Point localization data
============

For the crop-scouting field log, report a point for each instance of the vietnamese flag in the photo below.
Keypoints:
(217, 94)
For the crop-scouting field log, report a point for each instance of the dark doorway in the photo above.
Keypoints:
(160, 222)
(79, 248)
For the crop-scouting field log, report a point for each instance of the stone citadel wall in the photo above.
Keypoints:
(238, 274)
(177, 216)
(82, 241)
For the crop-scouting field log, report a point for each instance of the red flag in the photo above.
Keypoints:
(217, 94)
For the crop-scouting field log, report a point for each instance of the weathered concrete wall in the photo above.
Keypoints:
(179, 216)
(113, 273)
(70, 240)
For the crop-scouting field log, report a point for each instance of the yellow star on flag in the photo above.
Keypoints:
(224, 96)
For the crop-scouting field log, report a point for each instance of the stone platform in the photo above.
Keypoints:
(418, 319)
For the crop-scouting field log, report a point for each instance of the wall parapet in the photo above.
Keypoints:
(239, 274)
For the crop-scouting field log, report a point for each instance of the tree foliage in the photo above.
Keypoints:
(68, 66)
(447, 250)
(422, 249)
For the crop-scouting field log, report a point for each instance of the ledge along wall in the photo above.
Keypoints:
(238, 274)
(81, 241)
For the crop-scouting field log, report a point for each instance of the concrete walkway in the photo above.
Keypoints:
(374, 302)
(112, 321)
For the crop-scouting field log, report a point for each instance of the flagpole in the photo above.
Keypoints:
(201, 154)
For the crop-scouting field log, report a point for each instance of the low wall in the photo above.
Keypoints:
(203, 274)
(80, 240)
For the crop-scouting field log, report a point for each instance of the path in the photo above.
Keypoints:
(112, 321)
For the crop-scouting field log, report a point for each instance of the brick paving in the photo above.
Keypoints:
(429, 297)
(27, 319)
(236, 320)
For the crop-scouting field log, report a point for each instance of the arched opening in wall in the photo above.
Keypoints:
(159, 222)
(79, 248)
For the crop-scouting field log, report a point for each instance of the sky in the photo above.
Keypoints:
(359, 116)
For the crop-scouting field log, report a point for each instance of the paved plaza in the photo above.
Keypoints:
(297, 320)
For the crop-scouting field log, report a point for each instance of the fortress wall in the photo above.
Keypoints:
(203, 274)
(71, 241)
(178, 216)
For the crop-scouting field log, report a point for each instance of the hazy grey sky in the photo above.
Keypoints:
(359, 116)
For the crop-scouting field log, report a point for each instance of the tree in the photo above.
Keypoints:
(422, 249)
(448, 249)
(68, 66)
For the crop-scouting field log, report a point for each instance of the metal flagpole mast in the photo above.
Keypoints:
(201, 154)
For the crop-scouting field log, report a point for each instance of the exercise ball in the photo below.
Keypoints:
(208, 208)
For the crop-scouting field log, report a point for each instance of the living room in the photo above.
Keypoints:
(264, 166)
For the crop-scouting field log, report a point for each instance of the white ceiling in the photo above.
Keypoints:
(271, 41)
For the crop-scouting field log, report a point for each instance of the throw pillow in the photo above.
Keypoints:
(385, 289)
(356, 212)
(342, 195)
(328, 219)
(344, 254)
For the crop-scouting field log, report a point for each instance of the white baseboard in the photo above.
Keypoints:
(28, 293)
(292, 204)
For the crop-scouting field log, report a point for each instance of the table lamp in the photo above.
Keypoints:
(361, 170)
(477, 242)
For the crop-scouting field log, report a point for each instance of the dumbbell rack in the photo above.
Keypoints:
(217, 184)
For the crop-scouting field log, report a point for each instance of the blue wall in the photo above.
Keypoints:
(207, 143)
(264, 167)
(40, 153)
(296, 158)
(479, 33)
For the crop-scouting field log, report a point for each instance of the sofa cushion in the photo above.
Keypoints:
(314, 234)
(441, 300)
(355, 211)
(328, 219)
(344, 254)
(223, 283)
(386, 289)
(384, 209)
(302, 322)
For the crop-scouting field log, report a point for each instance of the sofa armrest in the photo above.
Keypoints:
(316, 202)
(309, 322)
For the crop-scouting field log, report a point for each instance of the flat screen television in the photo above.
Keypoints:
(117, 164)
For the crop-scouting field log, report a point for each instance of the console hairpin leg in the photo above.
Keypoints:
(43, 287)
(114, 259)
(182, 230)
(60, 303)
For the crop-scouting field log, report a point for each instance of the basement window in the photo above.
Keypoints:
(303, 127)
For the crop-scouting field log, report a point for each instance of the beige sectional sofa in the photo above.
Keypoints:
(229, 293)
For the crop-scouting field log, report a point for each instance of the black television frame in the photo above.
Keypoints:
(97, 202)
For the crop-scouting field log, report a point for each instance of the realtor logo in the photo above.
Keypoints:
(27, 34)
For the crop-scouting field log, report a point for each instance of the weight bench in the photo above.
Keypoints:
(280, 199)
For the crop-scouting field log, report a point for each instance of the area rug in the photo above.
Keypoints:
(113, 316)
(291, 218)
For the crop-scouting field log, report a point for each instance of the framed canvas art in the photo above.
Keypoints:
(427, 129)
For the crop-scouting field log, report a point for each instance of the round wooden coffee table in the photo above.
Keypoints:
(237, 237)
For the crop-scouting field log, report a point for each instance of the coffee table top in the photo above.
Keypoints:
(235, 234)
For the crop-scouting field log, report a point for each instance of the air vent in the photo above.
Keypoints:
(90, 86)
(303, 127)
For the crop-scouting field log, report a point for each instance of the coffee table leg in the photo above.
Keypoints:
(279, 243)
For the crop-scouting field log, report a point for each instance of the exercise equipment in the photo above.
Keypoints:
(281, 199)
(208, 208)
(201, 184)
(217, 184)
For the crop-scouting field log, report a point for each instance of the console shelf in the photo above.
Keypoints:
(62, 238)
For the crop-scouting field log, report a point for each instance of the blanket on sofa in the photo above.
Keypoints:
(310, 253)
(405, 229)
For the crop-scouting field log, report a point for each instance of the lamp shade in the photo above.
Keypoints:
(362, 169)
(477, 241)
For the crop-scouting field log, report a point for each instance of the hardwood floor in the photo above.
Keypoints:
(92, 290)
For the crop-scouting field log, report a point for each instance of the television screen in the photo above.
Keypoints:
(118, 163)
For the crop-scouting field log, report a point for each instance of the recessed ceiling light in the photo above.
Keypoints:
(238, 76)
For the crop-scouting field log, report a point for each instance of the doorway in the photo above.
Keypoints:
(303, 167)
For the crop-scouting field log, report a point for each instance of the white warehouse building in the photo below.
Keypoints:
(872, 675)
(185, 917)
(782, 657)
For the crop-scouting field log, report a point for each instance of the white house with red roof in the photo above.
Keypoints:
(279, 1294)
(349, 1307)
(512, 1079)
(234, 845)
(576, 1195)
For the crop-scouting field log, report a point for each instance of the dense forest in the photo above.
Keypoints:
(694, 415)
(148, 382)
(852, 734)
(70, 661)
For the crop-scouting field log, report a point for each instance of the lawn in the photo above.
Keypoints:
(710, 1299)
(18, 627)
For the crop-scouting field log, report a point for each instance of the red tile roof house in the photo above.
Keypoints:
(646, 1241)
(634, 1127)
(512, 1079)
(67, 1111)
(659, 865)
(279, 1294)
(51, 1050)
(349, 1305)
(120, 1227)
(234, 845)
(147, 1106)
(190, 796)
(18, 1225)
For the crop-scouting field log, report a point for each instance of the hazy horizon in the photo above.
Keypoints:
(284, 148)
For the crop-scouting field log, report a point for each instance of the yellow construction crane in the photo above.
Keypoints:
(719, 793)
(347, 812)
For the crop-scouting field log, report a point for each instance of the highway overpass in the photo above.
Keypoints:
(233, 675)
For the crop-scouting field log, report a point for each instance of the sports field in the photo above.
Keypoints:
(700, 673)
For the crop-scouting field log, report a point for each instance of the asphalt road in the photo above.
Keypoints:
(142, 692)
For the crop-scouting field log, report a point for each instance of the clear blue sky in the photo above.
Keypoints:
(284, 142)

============

A verbatim copy of every entry is required.

▸ Finished task:
For the crop-scouting field log, report a point for each instance of the vietnamese flag in the photo below.
Keypoints:
(217, 94)
For the crop-scouting field log, report a point for each instance of the dark doorway in the photo above.
Keypoints:
(160, 222)
(79, 248)
For the crop-scouting field log, report a point for each instance of the stone citadel wall in the photo above.
Keypoints:
(238, 274)
(177, 216)
(82, 241)
For the crop-scouting field log, report a point for each instance of the red flag in the photo above.
Keypoints:
(217, 94)
For the crop-scouting field log, report a point for each instance of the weathered concrete wall in the photo above.
Keypoints:
(179, 216)
(113, 273)
(70, 240)
For the crop-scouting field log, report a point for each instance of the yellow star on flag in the photo above.
Keypoints:
(224, 96)
For the crop-scouting field log, report a point for each instance of the stone platform in the photo above.
Keypoints:
(418, 319)
For the crop-scouting field log, report a point for each instance of the wall parapet in the photo above.
Keypoints:
(239, 274)
For the crop-scouting field log, report a point for each instance of the tree foliage in the photo above.
Keypoints:
(68, 66)
(447, 250)
(422, 249)
For the crop-scouting field log, report a point for each instance of the ledge along wall in the photo above.
Keypoints:
(238, 274)
(81, 241)
For the crop-scouting field log, report a point for each instance of the concrete walkway in the photo above.
Keypoints:
(374, 302)
(112, 321)
For the crop-scouting field log, report a point for each instance of the flagpole in the photo above.
Keypoints:
(201, 154)
For the crop-scouting field log, report a point for each instance of the low wall in the photo above.
Keypoints:
(203, 274)
(80, 240)
For the crop-scouting field log, report a point for each instance of the path in the photo above.
Keypoints:
(112, 321)
For the crop-scouting field log, report a point for each instance of the brick paving in the photo above.
Keypoints:
(429, 297)
(27, 319)
(236, 320)
For the crop-scouting field log, report a point for each instance of the arched opening in wall in the photo above.
Keypoints:
(159, 222)
(79, 248)
For the crop-scouting field log, report a point for each instance of the sky in the photo above.
Keypoints:
(359, 116)
For the crop-scouting field log, report a point for each instance of the paved plaza in the photo above.
Keypoints:
(297, 320)
For the crop-scouting field log, report a point for each instance of the fortress wall in the photo above.
Keypoints:
(203, 274)
(71, 241)
(178, 216)
For the crop-scouting field log, report a point for each instance of the hazy grey sky in the photo above.
Keypoints:
(359, 116)
For the crop-scouting field log, report a point for each instance of the tree in the photo above.
Keypoints:
(422, 249)
(448, 249)
(68, 66)
For the crop-scouting field log, report a point for each instance of the metal flagpole mast in the photo above.
Keypoints:
(201, 154)
For the crop-scouting field log, report a point for each instance of the exercise ball in the photo below.
Keypoints:
(208, 208)
For the crop-scouting field log, report a point for each instance of the living room in the photo above.
Keypoints:
(264, 166)
For the crop-scouting field log, report a point for each instance of the white ceiling in the photo above.
Keypoints:
(271, 41)
For the crop-scouting field log, report a point for each instance of the throw pillow in the photo above.
Keypoints:
(385, 289)
(356, 212)
(342, 195)
(328, 219)
(344, 254)
For the crop-scouting field log, report a point for each instance of the white baseboard in the photo above.
Keypoints:
(28, 293)
(292, 204)
For the crop-scouting field log, report a point for each instance of the table lamp in the photo above.
Keypoints:
(361, 170)
(477, 242)
For the crop-scouting field log, report a point for each instance of the dumbbell rack in the photo above.
Keypoints:
(217, 184)
For the crop-scouting field log, report a point for each instance of the blue wall in the photo above.
Keypoints:
(207, 143)
(264, 167)
(40, 153)
(296, 158)
(479, 33)
For the crop-scouting field log, report a point for each instance of the sofa cushion in the photo above.
Keypoints:
(314, 234)
(441, 300)
(355, 211)
(328, 219)
(344, 254)
(223, 283)
(386, 289)
(384, 209)
(302, 322)
For the crop-scouting field log, report a point for each instance of the sofa armrest in the photo above.
Keypoints:
(316, 202)
(309, 322)
For the crop-scouting field log, report a point for each instance of the flat screen television in the photo above.
Keypoints:
(117, 164)
For the crop-scouting field log, report a point for each instance of the console hairpin leg in the photo above.
Keypoints:
(43, 287)
(114, 259)
(182, 230)
(60, 303)
For the crop-scouting field log, report a point for each instance of the basement window in the photo above.
Keypoints:
(303, 127)
For the crop-scouting field log, report a point for each instance of the beige sectional sofa in the photo above.
Keypoints:
(229, 293)
For the crop-scouting field log, report a point for each instance of the black television frame in the photo above.
Keypoints:
(97, 202)
For the crop-scouting field log, report a point for each instance of the realtor logo in the photo above.
Keypoints:
(27, 34)
For the crop-scouting field log, report a point for each instance of the weight bench in the photo above.
Keypoints:
(280, 199)
For the crop-scouting field log, report a point for each instance of the area rug in the photo above.
Keypoints:
(113, 316)
(291, 218)
For the crop-scouting field log, report a point for each instance of the framed canvas art in the photo above.
Keypoints:
(427, 129)
For the crop-scouting field log, report a point for each instance of the round wooden coffee table in the photo above.
Keypoints:
(237, 237)
For the crop-scouting field log, report a point for each instance of the coffee table top in the photo above.
Keypoints:
(235, 234)
For the crop-scouting field log, report a point for each instance of the air vent in the photo above.
Keypoints:
(90, 86)
(303, 127)
For the crop-scouting field log, report a point for each instance of the coffee table leg in the photo above.
Keypoints:
(279, 243)
For the crop-scouting field log, report a point for each instance of the exercise equipment in the photo above.
Keypoints:
(281, 199)
(208, 208)
(201, 184)
(217, 184)
For the crop-scouting field log, report a point for each instance of the console shelf in the photo above.
Keypoints:
(62, 238)
For the crop-scouting field log, report a point for each instance of the blanket on sofa in the photo above.
Keypoints:
(310, 253)
(405, 229)
For the crop-scouting field log, report a point for each instance of the lamp shade in the photo above.
Keypoints:
(362, 169)
(477, 241)
For the crop-scouting field log, report a point for each instance of the hardwood floor in the photo above.
Keypoints:
(92, 290)
For the crop-scouting field log, report a point for each instance of the television screen in the photo above.
Keypoints:
(118, 163)
For the crop-scouting field log, report a point for each instance of the recessed ceiling light in the photo above.
Keypoints:
(238, 76)
For the crop-scouting field log, report a point for each instance of the doorway in the photo above.
Keypoints:
(303, 167)
For the crop-scouting field log, report a point for each instance of the white warehouse building in the photo below.
Keypoints:
(872, 675)
(185, 917)
(782, 657)
For the crop-scouting field log, report a point for each instance of the white house with red roof in the photo above.
Keypoints:
(279, 1294)
(349, 1307)
(512, 1079)
(234, 845)
(576, 1195)
For the crop-scouting field log, report a point for each instance of the dense forest in the photo above.
Keypoints:
(694, 415)
(148, 382)
(852, 734)
(70, 661)
For the crop-scouting field log, report a point for each instance of the lawn in the photo above.
Keypoints:
(710, 1299)
(18, 627)
For the crop-scouting field log, report a point for each instance of the red tile roof house in the photo above.
Keypoints:
(646, 1241)
(634, 1127)
(512, 1079)
(67, 1111)
(659, 865)
(279, 1294)
(51, 1050)
(349, 1305)
(120, 1227)
(234, 845)
(147, 1106)
(190, 796)
(18, 1225)
For the crop-scouting field log, report a point for each instance of the hazy horizon in the photo above.
Keypoints:
(284, 148)
For the crop-scouting field log, report a point for each instance of the yellow construction crane in the photo above.
Keypoints:
(719, 793)
(347, 812)
For the crop-scouting field log, report a point for each instance of the highway overpass in the photo above.
Keypoints:
(233, 675)
For the crop-scouting field log, report a point for each instance of the sports field in the photo above.
Keypoints:
(700, 673)
For the crop-scouting field log, report a point for each instance of the asphalt road in the photo above.
Keypoints:
(142, 692)
For the crop-scouting field log, report a point for each instance of the clear blue sky in the photo above.
Keypoints:
(284, 142)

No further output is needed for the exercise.